**TAREFA DO EXERCÍCIO A**
Mostre cada linha dos registros em que aparece a palavra "beach", diferenciando maiúsculas de minúsculas.

##### TRECHO DO TEXTO #####

Resumo: O presente artigo visa analisar a jurisdição internacional nos casos de alimentos internacionais, com base na Convenção Interamericana sobre Obrigação Alimentar e na Convenção da Haia de 2007, que trazem critérios distintivos a respeito da jurisdição competente em caso de fixação ou majoração e, por outro lado, sobre a redução ou exoneração. Além disso, aborda-se a possibilidade de flexibilização das regras, sobretudo em favor do credor e a influência da mobilidade do foro.
Palavras-chave: Alimentos internacionais; jurisdição internacional; Convenção Interamericana sobre Alimentos; Convenção da Haia de 2007; competência concorrente; competência exclusiva.

##### TRECHOS DE DADOS #####

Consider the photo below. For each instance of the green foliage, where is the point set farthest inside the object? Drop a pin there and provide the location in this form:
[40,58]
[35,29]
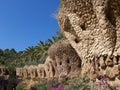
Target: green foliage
[42,86]
[32,55]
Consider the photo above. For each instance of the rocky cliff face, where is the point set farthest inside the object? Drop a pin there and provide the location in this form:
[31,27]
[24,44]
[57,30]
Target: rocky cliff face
[92,28]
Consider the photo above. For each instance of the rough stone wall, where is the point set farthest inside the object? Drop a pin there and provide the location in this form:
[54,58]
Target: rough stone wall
[62,61]
[4,72]
[93,30]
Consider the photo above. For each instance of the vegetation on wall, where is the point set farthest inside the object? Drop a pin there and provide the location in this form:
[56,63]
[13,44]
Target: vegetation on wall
[32,55]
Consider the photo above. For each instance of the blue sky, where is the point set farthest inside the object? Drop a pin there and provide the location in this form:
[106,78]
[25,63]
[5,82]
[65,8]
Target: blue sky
[24,23]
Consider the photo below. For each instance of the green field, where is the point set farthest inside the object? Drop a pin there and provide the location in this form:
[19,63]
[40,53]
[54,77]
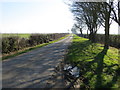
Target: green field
[99,67]
[20,35]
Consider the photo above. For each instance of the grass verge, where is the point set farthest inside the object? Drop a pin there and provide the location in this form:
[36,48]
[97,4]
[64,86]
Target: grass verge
[99,67]
[13,54]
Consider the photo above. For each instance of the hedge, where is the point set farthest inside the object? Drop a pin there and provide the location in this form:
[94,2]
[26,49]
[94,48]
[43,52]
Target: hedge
[15,43]
[114,40]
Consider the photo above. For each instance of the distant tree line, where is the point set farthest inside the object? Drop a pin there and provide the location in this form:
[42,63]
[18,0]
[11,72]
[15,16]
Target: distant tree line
[93,15]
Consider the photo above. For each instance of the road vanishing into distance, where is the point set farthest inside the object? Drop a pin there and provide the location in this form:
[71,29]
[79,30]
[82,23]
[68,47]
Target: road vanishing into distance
[34,68]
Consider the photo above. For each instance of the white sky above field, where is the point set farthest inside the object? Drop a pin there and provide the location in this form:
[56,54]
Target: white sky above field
[43,16]
[38,16]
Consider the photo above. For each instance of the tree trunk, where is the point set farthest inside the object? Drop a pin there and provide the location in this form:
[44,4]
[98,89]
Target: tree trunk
[92,37]
[106,33]
[107,25]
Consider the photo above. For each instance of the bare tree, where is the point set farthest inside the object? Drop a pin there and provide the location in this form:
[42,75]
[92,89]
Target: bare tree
[87,13]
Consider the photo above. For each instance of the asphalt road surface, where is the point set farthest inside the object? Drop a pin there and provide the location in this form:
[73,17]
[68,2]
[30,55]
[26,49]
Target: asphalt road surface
[34,68]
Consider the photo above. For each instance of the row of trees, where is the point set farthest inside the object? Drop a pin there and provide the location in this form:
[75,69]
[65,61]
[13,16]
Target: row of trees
[94,15]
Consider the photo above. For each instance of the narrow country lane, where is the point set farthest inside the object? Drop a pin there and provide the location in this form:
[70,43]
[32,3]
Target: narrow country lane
[32,69]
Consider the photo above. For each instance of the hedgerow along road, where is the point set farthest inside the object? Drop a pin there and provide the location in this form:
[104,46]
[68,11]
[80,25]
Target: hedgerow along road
[32,69]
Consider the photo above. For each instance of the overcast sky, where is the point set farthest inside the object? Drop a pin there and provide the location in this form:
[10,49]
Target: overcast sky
[43,16]
[38,16]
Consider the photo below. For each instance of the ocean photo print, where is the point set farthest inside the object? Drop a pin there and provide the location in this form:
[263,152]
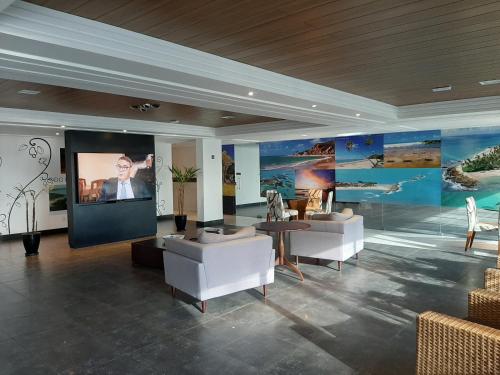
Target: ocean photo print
[471,167]
[359,152]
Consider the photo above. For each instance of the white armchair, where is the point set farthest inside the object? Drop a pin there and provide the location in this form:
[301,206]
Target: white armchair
[473,223]
[328,239]
[206,271]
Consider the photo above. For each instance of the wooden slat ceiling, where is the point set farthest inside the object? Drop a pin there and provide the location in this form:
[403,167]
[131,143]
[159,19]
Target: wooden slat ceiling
[389,50]
[83,102]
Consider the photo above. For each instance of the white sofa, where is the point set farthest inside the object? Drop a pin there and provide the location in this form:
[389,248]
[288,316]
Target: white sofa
[333,240]
[209,270]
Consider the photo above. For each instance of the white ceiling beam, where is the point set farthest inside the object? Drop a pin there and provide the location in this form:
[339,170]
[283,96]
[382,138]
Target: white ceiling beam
[17,118]
[4,4]
[46,46]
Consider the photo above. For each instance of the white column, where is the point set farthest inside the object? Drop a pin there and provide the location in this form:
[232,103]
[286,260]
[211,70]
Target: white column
[164,189]
[209,181]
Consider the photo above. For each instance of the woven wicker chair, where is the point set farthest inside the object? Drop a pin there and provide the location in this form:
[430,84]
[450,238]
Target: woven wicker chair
[492,279]
[448,345]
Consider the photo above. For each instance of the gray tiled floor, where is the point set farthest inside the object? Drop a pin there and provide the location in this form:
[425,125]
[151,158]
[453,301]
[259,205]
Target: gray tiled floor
[90,311]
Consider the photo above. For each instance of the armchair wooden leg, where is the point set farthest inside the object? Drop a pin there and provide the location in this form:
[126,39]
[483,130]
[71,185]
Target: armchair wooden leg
[468,241]
[472,239]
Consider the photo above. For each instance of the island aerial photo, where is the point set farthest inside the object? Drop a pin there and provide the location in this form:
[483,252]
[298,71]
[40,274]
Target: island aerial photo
[360,152]
[413,149]
[471,167]
[280,160]
[419,186]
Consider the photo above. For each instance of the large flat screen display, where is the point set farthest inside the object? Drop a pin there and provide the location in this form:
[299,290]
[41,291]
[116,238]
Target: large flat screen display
[106,177]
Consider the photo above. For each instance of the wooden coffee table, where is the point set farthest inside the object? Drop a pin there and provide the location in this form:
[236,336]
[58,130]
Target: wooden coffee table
[300,205]
[281,227]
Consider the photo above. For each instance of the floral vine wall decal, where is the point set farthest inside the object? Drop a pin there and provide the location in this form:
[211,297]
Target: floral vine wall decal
[161,204]
[35,149]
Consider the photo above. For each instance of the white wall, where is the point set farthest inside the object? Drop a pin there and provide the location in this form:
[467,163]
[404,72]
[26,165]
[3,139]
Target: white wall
[184,156]
[21,163]
[209,160]
[18,167]
[247,163]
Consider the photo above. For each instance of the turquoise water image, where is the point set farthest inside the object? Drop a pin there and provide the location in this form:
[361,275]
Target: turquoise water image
[416,186]
[459,145]
[281,180]
[487,196]
[287,162]
[360,147]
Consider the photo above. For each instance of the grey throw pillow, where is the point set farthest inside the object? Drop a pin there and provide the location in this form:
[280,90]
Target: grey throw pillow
[346,214]
[206,237]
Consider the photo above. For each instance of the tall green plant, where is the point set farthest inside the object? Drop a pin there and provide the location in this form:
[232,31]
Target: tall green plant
[182,177]
[34,196]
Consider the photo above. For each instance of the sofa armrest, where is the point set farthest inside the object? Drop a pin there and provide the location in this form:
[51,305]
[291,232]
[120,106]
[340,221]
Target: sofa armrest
[333,226]
[492,279]
[448,345]
[484,307]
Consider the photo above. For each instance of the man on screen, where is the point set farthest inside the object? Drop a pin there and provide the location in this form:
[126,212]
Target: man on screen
[124,186]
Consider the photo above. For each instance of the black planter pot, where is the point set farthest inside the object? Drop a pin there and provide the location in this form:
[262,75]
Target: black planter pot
[180,222]
[31,241]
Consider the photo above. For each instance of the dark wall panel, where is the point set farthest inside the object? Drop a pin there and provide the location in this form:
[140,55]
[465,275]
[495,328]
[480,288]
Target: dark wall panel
[92,224]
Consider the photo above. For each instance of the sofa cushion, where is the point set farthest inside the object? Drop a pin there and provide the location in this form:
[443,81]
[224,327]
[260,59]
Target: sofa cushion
[206,237]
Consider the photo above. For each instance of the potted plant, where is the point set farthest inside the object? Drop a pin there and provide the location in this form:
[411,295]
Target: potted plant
[31,239]
[182,177]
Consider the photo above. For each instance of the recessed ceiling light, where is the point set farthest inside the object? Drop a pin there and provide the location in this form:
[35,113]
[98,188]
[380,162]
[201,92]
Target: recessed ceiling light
[28,92]
[349,134]
[490,82]
[442,88]
[244,140]
[144,107]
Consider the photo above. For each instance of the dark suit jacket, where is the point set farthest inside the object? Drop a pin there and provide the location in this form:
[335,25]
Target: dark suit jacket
[109,189]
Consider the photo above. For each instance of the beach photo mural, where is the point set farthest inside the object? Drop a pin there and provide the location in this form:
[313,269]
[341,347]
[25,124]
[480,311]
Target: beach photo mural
[359,152]
[471,166]
[413,149]
[282,162]
[413,186]
[399,168]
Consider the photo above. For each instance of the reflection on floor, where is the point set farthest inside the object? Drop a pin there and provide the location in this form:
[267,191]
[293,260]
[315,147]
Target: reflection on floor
[90,311]
[402,218]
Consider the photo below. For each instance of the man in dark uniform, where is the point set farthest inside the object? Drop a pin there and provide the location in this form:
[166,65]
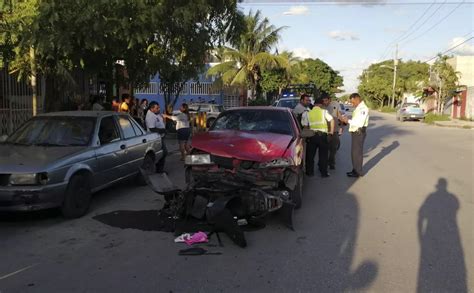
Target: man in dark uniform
[357,128]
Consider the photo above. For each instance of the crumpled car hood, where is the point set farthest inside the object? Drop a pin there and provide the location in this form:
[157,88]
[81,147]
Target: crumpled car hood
[243,145]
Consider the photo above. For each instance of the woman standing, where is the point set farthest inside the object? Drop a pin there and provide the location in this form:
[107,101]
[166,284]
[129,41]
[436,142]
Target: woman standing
[183,129]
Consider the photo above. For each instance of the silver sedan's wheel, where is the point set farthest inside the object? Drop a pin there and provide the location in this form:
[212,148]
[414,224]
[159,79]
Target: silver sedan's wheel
[78,197]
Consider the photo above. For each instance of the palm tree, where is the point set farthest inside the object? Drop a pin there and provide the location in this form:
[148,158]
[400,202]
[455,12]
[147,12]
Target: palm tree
[243,62]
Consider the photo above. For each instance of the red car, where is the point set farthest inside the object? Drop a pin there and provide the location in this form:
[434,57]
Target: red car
[252,154]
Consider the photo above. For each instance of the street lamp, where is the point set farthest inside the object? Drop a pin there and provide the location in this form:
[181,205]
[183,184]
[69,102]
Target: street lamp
[394,68]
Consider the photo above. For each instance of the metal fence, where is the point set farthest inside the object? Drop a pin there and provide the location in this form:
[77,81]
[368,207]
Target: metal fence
[16,103]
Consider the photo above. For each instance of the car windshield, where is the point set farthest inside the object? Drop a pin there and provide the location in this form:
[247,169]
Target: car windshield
[55,131]
[255,120]
[290,103]
[218,108]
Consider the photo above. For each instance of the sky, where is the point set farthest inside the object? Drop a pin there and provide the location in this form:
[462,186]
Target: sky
[351,35]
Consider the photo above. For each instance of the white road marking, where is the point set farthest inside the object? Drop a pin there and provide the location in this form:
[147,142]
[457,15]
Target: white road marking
[17,272]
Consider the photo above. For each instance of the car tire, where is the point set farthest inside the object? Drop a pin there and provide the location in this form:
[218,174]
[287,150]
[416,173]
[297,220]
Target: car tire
[188,176]
[148,166]
[209,122]
[77,197]
[297,195]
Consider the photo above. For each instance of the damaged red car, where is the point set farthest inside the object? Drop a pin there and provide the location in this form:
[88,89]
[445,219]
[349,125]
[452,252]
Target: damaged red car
[251,159]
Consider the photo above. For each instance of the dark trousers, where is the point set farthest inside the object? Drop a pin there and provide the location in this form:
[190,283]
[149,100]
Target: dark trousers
[160,166]
[333,144]
[317,143]
[357,150]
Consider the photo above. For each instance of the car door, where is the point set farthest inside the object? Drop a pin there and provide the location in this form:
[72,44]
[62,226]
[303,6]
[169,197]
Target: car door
[135,141]
[111,153]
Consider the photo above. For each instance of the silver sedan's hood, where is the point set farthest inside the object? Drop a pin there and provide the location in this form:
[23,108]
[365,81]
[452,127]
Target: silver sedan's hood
[32,159]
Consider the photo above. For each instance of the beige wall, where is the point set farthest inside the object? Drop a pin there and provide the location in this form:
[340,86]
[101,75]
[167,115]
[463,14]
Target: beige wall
[465,66]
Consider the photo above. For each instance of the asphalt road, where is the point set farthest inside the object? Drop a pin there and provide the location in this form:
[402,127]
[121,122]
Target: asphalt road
[407,225]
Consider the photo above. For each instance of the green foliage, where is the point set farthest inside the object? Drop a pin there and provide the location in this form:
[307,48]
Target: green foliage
[388,109]
[148,36]
[430,118]
[243,63]
[444,81]
[319,73]
[376,81]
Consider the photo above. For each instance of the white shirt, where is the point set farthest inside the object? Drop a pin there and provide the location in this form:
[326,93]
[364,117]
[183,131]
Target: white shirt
[305,118]
[299,109]
[153,120]
[97,107]
[334,109]
[181,120]
[360,117]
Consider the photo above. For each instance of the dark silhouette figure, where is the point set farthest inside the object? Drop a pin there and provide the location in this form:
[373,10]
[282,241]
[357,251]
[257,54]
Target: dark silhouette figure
[382,154]
[442,267]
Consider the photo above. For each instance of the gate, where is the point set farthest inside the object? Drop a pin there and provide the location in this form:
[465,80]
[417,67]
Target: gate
[16,105]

#####

**TAREFA DO EXERCÍCIO B**
Resuma em duas frases o texto sobre alimentos internacionais.

**RESULTADO DA TAREFA A**
Consider the photo above. For each instance of the beach photo mural, where is the point set farthest inside the object? Drop a pin there and provide the location in this form:
Target: beach photo mural

**RESULTADO DA TAREFA B**
O artigo analisa a jurisdição internacional nos casos de alimentos internacionais com base na Convenção Interamericana sobre Obrigação Alimentar e na Convenção da Haia de 2007. Essas convenções trazem critérios distintos sobre a jurisdição competente para a fixação ou majoração e para a redução ou exoneração, e o artigo também aborda a possibilidade de flexibilizar essas regras, sobretudo em favor do credor, e a influência da mobilidade do foro.